Text section section start

The MoU will see QSTec establish a $1bn polysilicon manufacturing plant in Ras Laffan Industrial City, Qatar. Polysilicon production will be 8000 metric tons per year (MTPY) but it will be designed to expand as demand grows. Eventually, more than 45,000 MTPY of polysilicon will be produced while the plant is being designed “to seamlessly incorporate ingots, wafers, cells and modules”.
Solar energy “is definitely emerging in Qatar and is the key to providing a sustainable alternative source of energy whilst conserving and protecting the country's natural resources for the future”, said Dr Khalid Klefeekh Al Hajri, Chairman and CEO of QSTec. “So we are extremely proud to be teaming up with Kahramaa to ensure that solar power is able to reach every single person in Qatar and provide alternative energy sources to a wide variety of solar applications."
QSTec says it hopes to graduate from only producing polysilicon to building solar modules in Qatar, with plans to then export to the rest of the world, “in the not too distant future”. The company is a joint venture formed between Qatar Solar (a wholly owned subsidiary of Qatar Foundation for Education, Science and Community Development), SolarWorld AG and Qatar Development Bank.

Text section section end
Exercise data section start

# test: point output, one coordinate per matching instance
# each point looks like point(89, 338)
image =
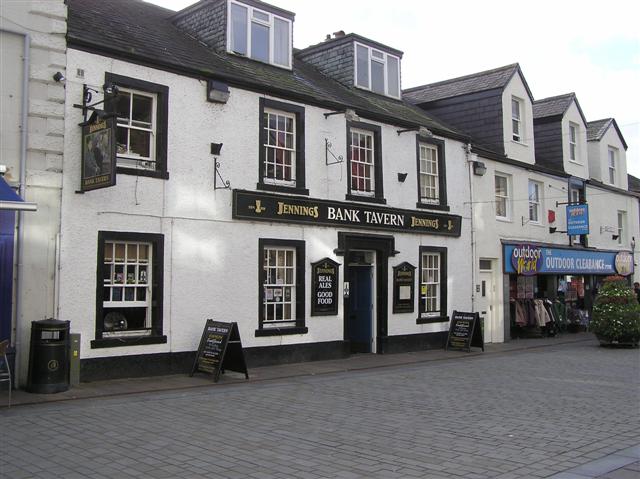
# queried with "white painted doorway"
point(486, 301)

Exercise data section end

Your tasks.
[a] Recast the paragraph of the QSTec polysilicon article that begins "The MoU will see QSTec" as a short bulleted list, keeping its main facts.
[b] Write the next part of the article about QSTec's planned polysilicon plant in Qatar, picking up after its final sentence.
The records come from a different source than the text.

Answer list.
[a]
- Under the MoU, QSTec will build a $1bn polysilicon manufacturing plant in Ras Laffan Industrial City, Qatar.
- Output will start at 8000 metric tons per year (MTPY), and the plant is designed to expand as demand grows.
- Output will eventually exceed 45,000 MTPY of polysilicon.
- The plant is being designed to incorporate ingots, wafers, cells and modules.

[b]
In Qatar, there are already some projects using solar energy. The Qatar National Food Securities Programme is looking at using solar to power its desalination plants, the 2022 World Cup will be the first carbon neutral World Cup and will be utilizing solar energy for its air conditioned solar stadiums and fan zones. QSTec's parent organisation, Qatar Foundation, also has several projects such as the Qatar National Convention Centre, the new student housing complex and the Msheireb Properties development that will derive a percentage of their electricity needs using solar energy.